:: REQUIRED WORK ::
Write out, word for word, every line in the data below from the one containing "Locate the patterned" to the one containing "Locate the pine", both of them included.

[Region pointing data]
□ □ □ □ □
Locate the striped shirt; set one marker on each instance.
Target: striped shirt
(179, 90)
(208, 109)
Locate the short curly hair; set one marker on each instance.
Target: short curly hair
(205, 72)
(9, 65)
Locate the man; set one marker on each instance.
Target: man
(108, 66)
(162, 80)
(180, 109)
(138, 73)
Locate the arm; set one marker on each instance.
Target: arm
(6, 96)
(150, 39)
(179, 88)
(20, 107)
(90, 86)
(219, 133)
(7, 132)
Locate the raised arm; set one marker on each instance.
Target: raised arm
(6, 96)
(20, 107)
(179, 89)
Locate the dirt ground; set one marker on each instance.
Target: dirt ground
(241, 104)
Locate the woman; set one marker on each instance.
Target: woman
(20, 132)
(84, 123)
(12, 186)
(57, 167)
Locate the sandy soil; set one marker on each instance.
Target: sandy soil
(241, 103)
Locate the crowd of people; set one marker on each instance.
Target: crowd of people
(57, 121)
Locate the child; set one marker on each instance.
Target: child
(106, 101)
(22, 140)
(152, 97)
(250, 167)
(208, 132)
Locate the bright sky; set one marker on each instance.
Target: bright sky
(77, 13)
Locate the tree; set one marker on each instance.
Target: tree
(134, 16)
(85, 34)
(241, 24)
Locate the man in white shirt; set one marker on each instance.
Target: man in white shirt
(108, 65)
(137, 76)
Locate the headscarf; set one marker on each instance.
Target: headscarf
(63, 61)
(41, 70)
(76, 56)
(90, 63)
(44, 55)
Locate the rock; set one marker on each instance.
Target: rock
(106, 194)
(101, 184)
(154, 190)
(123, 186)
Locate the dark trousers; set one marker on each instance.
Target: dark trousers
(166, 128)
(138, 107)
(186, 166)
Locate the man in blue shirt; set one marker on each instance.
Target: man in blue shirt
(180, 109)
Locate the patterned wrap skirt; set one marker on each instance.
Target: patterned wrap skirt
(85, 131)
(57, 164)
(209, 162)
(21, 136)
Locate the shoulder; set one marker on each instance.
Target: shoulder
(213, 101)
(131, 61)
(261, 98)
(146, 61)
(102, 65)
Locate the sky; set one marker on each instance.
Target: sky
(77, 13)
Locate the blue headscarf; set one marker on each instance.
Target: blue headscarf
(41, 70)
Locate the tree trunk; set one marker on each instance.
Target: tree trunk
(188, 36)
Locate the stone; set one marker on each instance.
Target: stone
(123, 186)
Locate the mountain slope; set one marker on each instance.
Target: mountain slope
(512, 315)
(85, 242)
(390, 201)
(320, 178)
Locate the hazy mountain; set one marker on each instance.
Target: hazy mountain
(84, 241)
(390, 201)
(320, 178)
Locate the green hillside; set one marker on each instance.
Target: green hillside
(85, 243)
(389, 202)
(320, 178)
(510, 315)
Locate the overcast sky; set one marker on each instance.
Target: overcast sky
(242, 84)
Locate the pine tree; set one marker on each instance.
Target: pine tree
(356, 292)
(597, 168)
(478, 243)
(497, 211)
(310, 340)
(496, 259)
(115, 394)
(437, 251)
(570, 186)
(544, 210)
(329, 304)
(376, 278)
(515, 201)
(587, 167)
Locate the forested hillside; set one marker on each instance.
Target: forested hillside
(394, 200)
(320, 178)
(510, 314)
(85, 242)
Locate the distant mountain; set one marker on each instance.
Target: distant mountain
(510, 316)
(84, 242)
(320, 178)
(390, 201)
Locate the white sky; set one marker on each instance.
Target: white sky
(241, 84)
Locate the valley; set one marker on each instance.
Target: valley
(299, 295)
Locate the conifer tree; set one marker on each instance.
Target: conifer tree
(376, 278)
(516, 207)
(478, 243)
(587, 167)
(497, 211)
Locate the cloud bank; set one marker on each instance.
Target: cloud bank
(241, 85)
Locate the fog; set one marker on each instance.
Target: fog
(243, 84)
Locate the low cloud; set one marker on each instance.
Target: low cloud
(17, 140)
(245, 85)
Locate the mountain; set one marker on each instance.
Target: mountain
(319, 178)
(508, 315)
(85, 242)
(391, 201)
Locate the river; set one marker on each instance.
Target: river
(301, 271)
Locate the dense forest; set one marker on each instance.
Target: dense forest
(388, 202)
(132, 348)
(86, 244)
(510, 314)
□ □ □ □ □
:: RESULT OF THE EXERCISE ::
Locate the patterned wrap skirt; set one marker on each instance.
Target: patterned wrap skirt
(85, 131)
(57, 164)
(209, 162)
(21, 136)
Locate the shoulder; set one marker on each instance.
Target: shoulder
(213, 101)
(131, 61)
(261, 98)
(146, 61)
(102, 65)
Locate the sky; set one marker on each instance.
Target: sky
(77, 13)
Locate the blue headscarf; set one marker on each instance.
Target: blue headscarf
(41, 70)
Locate the tree trunk; set one marker on each instance.
Target: tree trunk
(188, 36)
Locate the stone; set one marker on each instance.
Target: stone
(123, 186)
Locate the mountain slope; set one marker on each instance.
Target: mountain slope
(512, 315)
(85, 242)
(390, 201)
(320, 178)
Locate the hazy mountain; set one marker on each instance.
Target: hazy mountain
(84, 241)
(390, 201)
(320, 178)
Locate the green hillside; set one marker on each instance.
Target: green hillside
(85, 243)
(389, 202)
(320, 178)
(510, 315)
Locate the overcast sky; set one marker on each instance.
Target: overcast sky
(242, 84)
Locate the pine tree; set one marker on each instance.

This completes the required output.